## begin DATA FOR THIS EXERCISE

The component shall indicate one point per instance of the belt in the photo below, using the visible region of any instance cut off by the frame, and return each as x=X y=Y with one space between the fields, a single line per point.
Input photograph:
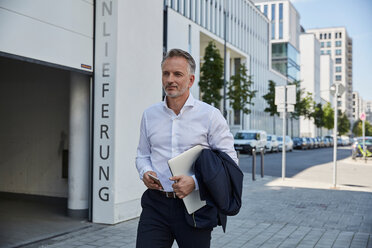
x=169 y=194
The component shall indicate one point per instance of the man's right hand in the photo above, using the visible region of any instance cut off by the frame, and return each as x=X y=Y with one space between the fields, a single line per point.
x=149 y=182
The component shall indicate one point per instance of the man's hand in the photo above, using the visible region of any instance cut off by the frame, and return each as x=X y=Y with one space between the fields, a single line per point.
x=149 y=182
x=183 y=185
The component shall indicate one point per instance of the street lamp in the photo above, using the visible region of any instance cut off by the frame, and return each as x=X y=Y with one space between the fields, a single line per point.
x=336 y=90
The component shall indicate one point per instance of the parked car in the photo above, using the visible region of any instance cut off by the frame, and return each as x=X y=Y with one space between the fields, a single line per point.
x=345 y=140
x=246 y=140
x=316 y=142
x=357 y=147
x=288 y=143
x=272 y=144
x=330 y=139
x=300 y=143
x=321 y=142
x=327 y=142
x=311 y=142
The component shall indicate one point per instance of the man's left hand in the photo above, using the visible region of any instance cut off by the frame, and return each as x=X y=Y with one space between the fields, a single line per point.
x=183 y=185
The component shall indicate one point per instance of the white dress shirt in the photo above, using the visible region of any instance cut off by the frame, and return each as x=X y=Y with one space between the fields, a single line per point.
x=164 y=135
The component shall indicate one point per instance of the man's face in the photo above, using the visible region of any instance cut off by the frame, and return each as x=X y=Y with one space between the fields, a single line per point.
x=176 y=77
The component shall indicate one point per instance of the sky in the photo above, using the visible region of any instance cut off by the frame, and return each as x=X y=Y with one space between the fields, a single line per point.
x=356 y=16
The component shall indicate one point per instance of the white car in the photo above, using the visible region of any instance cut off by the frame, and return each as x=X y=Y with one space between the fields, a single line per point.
x=246 y=140
x=288 y=143
x=272 y=144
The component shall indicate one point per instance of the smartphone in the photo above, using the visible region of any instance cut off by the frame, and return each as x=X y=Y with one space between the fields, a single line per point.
x=156 y=180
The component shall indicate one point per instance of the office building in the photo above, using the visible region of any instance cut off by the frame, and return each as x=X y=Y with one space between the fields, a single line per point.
x=285 y=30
x=310 y=79
x=337 y=43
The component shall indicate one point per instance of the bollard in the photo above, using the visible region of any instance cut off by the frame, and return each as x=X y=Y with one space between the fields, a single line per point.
x=253 y=164
x=262 y=162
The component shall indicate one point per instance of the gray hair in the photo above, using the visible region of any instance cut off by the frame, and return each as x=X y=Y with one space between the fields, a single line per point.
x=183 y=54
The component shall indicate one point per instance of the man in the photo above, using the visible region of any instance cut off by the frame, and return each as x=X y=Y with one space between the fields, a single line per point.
x=168 y=129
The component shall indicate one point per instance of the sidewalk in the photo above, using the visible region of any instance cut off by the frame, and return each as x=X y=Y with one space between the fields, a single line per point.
x=274 y=214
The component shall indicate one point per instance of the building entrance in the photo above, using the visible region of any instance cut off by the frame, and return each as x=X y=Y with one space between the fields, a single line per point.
x=35 y=143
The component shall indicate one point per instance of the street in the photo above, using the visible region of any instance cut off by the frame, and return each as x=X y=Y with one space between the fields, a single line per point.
x=296 y=161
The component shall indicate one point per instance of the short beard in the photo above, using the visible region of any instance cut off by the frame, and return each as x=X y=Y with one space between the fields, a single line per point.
x=176 y=94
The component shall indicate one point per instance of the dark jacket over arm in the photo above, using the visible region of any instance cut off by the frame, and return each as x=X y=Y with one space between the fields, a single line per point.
x=220 y=184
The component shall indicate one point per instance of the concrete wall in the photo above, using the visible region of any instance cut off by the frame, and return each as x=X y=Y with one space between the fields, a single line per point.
x=128 y=57
x=34 y=110
x=58 y=32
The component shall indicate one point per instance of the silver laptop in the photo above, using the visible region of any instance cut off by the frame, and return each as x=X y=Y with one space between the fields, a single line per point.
x=182 y=165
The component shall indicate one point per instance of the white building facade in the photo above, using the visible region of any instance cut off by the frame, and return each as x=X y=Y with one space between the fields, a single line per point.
x=192 y=24
x=326 y=78
x=310 y=78
x=71 y=94
x=336 y=42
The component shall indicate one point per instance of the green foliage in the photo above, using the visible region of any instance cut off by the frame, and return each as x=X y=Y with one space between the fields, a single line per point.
x=343 y=123
x=328 y=116
x=358 y=128
x=317 y=115
x=211 y=81
x=303 y=106
x=270 y=100
x=239 y=92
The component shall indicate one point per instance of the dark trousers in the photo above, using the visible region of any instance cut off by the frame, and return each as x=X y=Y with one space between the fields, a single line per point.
x=163 y=220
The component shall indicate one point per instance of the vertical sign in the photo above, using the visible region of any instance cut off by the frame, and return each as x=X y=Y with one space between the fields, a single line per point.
x=104 y=104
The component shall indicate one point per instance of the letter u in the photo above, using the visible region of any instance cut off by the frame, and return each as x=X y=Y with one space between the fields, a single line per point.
x=107 y=153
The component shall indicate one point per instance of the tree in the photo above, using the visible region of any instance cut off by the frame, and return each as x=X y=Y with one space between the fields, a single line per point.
x=270 y=100
x=343 y=123
x=303 y=104
x=239 y=93
x=211 y=81
x=328 y=116
x=317 y=115
x=358 y=128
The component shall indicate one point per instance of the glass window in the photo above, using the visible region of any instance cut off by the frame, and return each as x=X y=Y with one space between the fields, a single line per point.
x=265 y=10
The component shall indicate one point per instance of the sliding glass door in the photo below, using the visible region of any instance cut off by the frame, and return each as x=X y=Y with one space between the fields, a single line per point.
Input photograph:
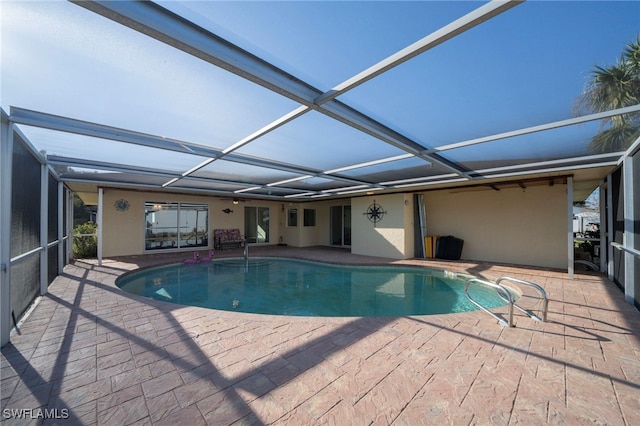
x=256 y=224
x=340 y=225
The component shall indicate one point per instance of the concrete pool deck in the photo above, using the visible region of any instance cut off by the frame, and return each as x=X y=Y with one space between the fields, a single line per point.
x=97 y=355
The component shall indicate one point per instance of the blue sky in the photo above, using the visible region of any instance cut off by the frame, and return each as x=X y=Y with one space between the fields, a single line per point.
x=524 y=68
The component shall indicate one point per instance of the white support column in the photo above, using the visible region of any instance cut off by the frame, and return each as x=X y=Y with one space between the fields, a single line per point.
x=44 y=227
x=570 y=249
x=69 y=230
x=610 y=234
x=627 y=238
x=603 y=227
x=62 y=208
x=99 y=220
x=6 y=160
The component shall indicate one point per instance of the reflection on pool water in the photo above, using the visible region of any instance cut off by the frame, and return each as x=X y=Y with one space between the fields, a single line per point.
x=279 y=286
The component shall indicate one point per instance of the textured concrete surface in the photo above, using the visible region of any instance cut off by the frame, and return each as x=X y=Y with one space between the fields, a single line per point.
x=96 y=355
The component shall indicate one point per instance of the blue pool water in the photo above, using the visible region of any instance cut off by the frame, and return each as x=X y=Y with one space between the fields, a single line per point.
x=279 y=286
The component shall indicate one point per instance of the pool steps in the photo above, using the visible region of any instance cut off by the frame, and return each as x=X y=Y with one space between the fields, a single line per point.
x=505 y=294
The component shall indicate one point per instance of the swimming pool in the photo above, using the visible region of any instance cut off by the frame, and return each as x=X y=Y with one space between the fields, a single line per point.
x=279 y=286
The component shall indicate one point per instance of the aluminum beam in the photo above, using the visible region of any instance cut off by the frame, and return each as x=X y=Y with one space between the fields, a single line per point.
x=6 y=157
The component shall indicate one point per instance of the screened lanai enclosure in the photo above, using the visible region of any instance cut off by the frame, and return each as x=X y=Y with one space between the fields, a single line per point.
x=305 y=102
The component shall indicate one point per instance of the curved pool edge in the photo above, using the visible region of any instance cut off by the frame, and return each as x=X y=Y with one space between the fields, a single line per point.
x=450 y=279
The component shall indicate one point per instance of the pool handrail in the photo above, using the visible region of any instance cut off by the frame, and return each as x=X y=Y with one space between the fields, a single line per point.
x=499 y=289
x=543 y=293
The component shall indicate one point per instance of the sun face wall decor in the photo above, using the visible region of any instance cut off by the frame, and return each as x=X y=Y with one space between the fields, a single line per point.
x=375 y=212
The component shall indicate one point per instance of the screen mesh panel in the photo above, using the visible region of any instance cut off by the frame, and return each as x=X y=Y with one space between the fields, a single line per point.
x=25 y=200
x=52 y=264
x=52 y=228
x=636 y=221
x=25 y=284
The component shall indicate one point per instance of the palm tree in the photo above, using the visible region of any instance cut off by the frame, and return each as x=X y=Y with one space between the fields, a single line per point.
x=616 y=86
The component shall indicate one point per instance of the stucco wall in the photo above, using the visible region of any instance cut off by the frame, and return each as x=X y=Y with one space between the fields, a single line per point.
x=124 y=231
x=388 y=237
x=527 y=227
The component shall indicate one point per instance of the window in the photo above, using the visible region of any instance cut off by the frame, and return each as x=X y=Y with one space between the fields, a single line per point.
x=176 y=225
x=292 y=217
x=309 y=217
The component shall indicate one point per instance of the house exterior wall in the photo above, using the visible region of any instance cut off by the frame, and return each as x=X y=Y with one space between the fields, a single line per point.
x=527 y=227
x=392 y=236
x=509 y=226
x=123 y=231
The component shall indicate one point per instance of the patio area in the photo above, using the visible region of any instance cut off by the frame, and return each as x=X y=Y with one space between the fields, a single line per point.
x=109 y=357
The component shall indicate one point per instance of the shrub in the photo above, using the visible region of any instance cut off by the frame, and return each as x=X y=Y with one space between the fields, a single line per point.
x=87 y=246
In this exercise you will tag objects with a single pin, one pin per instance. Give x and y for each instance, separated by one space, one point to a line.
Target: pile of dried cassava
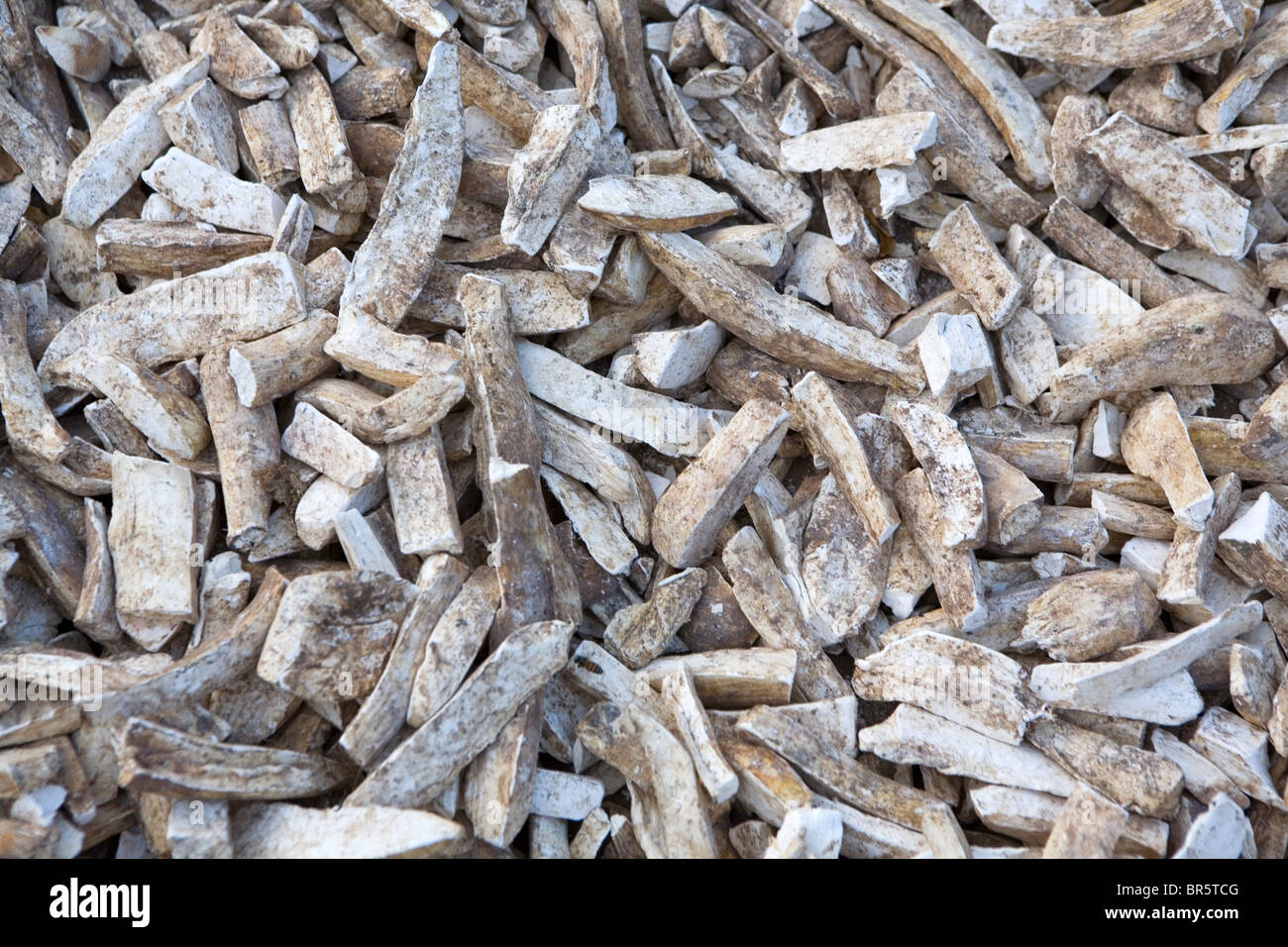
643 428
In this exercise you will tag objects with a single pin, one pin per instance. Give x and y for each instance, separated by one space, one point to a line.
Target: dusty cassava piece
644 428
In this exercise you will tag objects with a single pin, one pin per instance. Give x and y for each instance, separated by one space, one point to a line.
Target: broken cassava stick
625 429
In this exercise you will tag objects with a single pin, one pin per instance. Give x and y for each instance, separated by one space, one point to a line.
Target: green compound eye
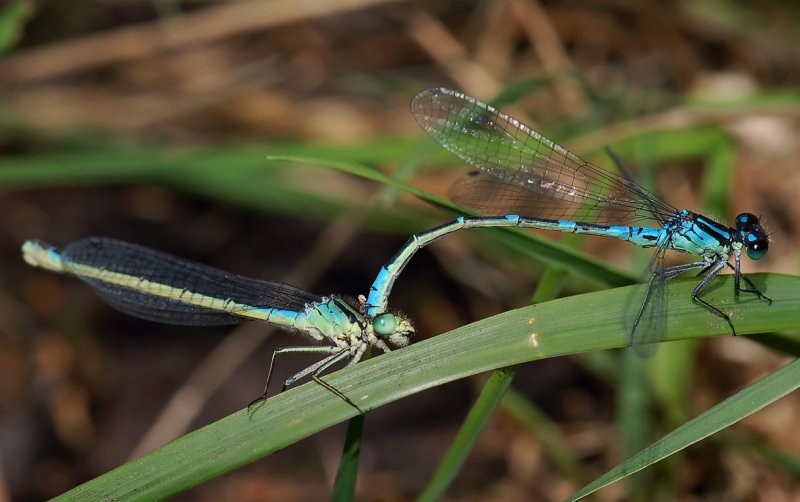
757 251
384 324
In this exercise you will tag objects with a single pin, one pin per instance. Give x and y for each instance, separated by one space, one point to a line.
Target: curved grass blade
517 336
542 249
743 403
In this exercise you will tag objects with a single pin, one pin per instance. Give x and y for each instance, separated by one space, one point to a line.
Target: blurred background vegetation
152 122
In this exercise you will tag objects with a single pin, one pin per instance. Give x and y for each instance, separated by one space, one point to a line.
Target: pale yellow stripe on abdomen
166 291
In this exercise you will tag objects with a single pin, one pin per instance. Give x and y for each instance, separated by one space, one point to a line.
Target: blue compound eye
756 247
385 324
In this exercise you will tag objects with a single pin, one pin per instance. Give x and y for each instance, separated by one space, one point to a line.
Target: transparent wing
105 257
526 169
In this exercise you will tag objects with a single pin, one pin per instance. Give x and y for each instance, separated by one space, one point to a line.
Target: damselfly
161 287
526 180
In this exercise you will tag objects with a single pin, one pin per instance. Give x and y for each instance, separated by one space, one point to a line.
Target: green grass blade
479 416
743 403
344 488
531 333
539 248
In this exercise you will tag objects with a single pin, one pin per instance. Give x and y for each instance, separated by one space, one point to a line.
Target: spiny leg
661 275
327 363
718 266
283 350
752 287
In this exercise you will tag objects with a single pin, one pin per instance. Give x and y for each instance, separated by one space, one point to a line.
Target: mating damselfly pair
523 180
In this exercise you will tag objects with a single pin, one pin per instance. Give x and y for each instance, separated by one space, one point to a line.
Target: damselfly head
394 328
752 235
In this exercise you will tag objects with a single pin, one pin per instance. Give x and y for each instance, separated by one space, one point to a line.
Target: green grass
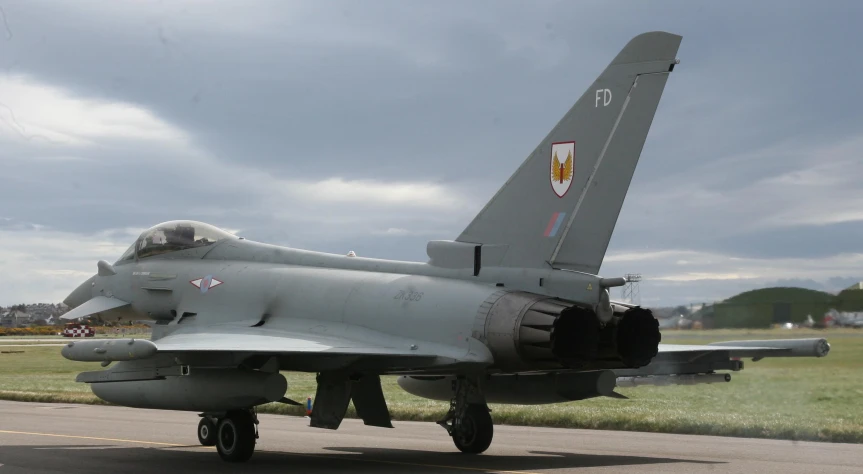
793 398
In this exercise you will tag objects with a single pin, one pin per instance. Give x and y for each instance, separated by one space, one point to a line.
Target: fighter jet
511 311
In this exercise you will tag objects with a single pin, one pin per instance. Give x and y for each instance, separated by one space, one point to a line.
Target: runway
45 438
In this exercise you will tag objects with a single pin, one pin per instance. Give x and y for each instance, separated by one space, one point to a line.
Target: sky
378 126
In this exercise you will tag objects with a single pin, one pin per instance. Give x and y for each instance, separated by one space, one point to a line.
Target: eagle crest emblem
562 167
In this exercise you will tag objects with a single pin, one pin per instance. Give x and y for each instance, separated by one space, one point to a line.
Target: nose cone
82 294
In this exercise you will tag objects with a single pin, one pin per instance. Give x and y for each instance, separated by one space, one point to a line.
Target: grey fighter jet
511 311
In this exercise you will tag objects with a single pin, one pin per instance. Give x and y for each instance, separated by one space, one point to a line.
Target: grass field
794 398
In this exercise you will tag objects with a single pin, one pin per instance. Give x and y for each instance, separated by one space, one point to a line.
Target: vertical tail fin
561 205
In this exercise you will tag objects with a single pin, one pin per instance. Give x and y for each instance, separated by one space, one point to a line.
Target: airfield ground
799 399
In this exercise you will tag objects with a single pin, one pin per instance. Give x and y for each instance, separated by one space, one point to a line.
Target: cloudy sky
377 126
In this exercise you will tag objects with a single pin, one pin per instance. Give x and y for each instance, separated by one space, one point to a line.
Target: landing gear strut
234 434
468 420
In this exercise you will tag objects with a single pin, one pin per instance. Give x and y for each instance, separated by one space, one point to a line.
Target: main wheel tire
207 432
475 430
236 437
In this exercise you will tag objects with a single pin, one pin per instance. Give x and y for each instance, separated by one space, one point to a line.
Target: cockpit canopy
174 236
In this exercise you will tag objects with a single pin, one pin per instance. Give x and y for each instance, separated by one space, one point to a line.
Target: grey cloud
455 94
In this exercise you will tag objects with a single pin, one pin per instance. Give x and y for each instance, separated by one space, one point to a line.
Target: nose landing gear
234 434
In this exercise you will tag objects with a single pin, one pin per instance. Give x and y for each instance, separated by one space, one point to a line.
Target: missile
662 380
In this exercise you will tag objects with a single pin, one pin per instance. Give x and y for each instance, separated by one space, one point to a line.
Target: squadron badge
562 167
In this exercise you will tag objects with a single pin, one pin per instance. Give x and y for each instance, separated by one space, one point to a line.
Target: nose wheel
234 434
207 431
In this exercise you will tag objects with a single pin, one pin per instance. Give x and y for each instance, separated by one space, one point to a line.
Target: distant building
15 319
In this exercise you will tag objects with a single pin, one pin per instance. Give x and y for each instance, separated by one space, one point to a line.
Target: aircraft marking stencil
206 283
562 167
511 311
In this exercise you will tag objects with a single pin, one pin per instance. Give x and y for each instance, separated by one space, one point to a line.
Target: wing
679 359
555 168
567 167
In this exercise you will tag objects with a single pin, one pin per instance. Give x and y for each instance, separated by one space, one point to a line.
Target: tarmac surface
46 438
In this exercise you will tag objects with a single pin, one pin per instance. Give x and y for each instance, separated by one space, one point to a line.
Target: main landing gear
234 434
468 420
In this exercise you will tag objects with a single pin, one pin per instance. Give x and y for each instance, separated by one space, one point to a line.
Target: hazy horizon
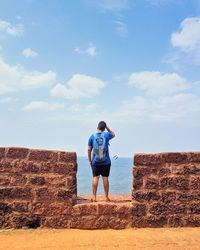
66 65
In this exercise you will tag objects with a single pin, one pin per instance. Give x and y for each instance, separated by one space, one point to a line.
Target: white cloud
18 17
16 78
111 5
161 2
158 83
91 51
29 53
186 42
121 28
79 86
10 29
189 37
161 109
41 105
5 100
77 108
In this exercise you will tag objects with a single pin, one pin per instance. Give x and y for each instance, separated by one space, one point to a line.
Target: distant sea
120 176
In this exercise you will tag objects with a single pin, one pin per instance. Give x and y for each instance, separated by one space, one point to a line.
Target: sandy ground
49 239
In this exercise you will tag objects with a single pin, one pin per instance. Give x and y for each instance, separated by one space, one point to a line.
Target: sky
66 65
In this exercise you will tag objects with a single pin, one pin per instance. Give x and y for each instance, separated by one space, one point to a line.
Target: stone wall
37 188
166 190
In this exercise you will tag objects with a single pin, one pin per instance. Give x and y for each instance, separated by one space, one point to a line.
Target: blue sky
65 65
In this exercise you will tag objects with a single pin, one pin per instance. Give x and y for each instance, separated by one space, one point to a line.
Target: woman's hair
101 125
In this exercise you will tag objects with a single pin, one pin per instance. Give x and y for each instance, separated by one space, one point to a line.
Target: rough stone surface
36 187
168 197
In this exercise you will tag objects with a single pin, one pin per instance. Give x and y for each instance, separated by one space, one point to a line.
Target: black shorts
103 170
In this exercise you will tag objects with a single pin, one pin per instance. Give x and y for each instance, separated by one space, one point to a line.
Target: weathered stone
148 159
17 153
4 180
43 155
85 209
185 197
2 152
194 208
64 194
20 206
44 194
137 184
104 209
5 208
64 168
139 210
160 209
184 169
18 179
195 157
146 196
5 222
55 181
51 210
67 157
195 183
37 180
139 222
15 193
175 157
168 197
192 221
6 166
156 221
176 221
164 172
178 183
58 222
31 167
166 182
179 208
151 183
117 223
141 171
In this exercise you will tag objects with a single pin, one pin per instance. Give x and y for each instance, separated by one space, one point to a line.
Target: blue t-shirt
108 137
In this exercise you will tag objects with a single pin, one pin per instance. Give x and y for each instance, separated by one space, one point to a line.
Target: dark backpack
100 151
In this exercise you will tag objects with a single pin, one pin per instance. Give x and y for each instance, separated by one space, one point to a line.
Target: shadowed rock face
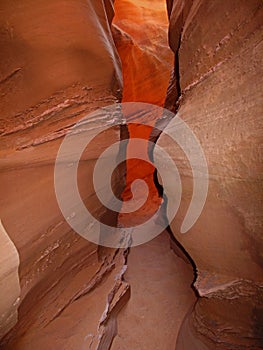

## end DATA FOR THIS EXERCISE

• _THE TASK_
Convert the items into a Markdown table with the columns Row and Text, starting with the first line of the items and going on through the line that contains "x=169 y=194", both included. Number each line under Row, omit blank lines, and leave the pictures out of the answer.

• _RESULT OF THE EXERCISE_
| Row | Text |
|---|---|
| 1 | The component shall indicate one point per instance of the belt in the photo below, using the visible region of any instance cut off by the frame, and return each as x=X y=Y with one space between the fields, a single line per point. |
| 2 | Input photograph: |
| 3 | x=169 y=194 |